## [Excerpted passage]
☆ ☆ ☆ ☆ ☆
Shots echo up the mountainside at midday. In Tibon's command center, radios crackle with reports that two border policemen have been hit after their jeep broke down near the Casbah. It'll be past midnight when Tibon visits the scene; right now he must coordinate the evacuation of the two men, who have leg wounds. But he can't disguise his annoyance that the jeep was alone at such an obviously dangerous flashpoint in the first place, and he issues firm orders to border police commanders not to send their men into Nablus without his knowledge.
Tibon strides to an observation point and trains his binoculars on the ambush site. He's ordered retaliation on the area from which the Palestinian shots originated. The thumping reports of a tank machine gun crash around the valley. "It's a punishment," he says. "Nobody's going to shoot at my soldiers and get away with it." If the surrounding houses are damaged, Tibon believes that Palestinian residents will press the gunmen not to attack from there again.
Tibon says the message is getting through; he insists that Palestinians are losing patience with Hamas and al-Aqsa Martyrs Brigades, the militants behind the attacks. If it wasn't for the guns and the bombs of those groups, he points out, there'd be no curfew and the 20,000 men who used to work in Israel could return to employment. Building such murmurs into real pressure on the terrorists who plan the suicide bombs is Tibon's task.
☆ ☆ ☆ ☆ ☆
## [Available data]

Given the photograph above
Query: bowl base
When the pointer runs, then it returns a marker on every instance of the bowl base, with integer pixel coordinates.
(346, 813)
☆ ☆ ☆ ☆ ☆
## [To do]
a. In the passage about Tibon's command in Nablus, how many men used to work in Israel before the curfew?
b. Write the next part of the passage about Tibon's command in Nablus, picking up after its final sentence.

## [Responses to the tasks]
a. 20,000

b.
He's had some success. In his first six weeks on the job, Tibon's men nabbed 10 suicide bombers only a day or two before their deadly missions. And there are less dramatic arrests every night, more than 2,000 since Tibon took over. Last month, an operation in the Balata refugee camp on the edge of Nablus netted Lou'i Abdo, a prominent member of the Tanzim, part of the militant wing of Yasser Arafat's Fatah faction. But Tibon's terrorist hunt isn't focused on the top suspects on the wanted list. Instead, he works from the bottom up. That way, he figures, the master-terrorists lose their support network and, when Israel eventually tracks them down, there'll be no deputies left to replace them.
In the small hours of the morning, Tibon's jeep pulls up at Joseph's Tomb. Palestinians say it's the tomb of an old sheik, but it was a Jewish seminary until rioters from surrounding Nablus neighborhoods overran it early in the intifadeh. "This is a piece of history," whispers Tibon. "The riot here was a turning point in the intifadeh" because the Israeli army hesitated to rescue one of its soldiers as he bled to death and then had to retreat in the face of a Palestinian onslaught. The Israeli-Palestinian conflict has reached another standoff. The violence in the West Bank is giving way to Israeli consolidation, but a deadly fury remains below the surface, lurking in the shadows of the empty streets of Nablus.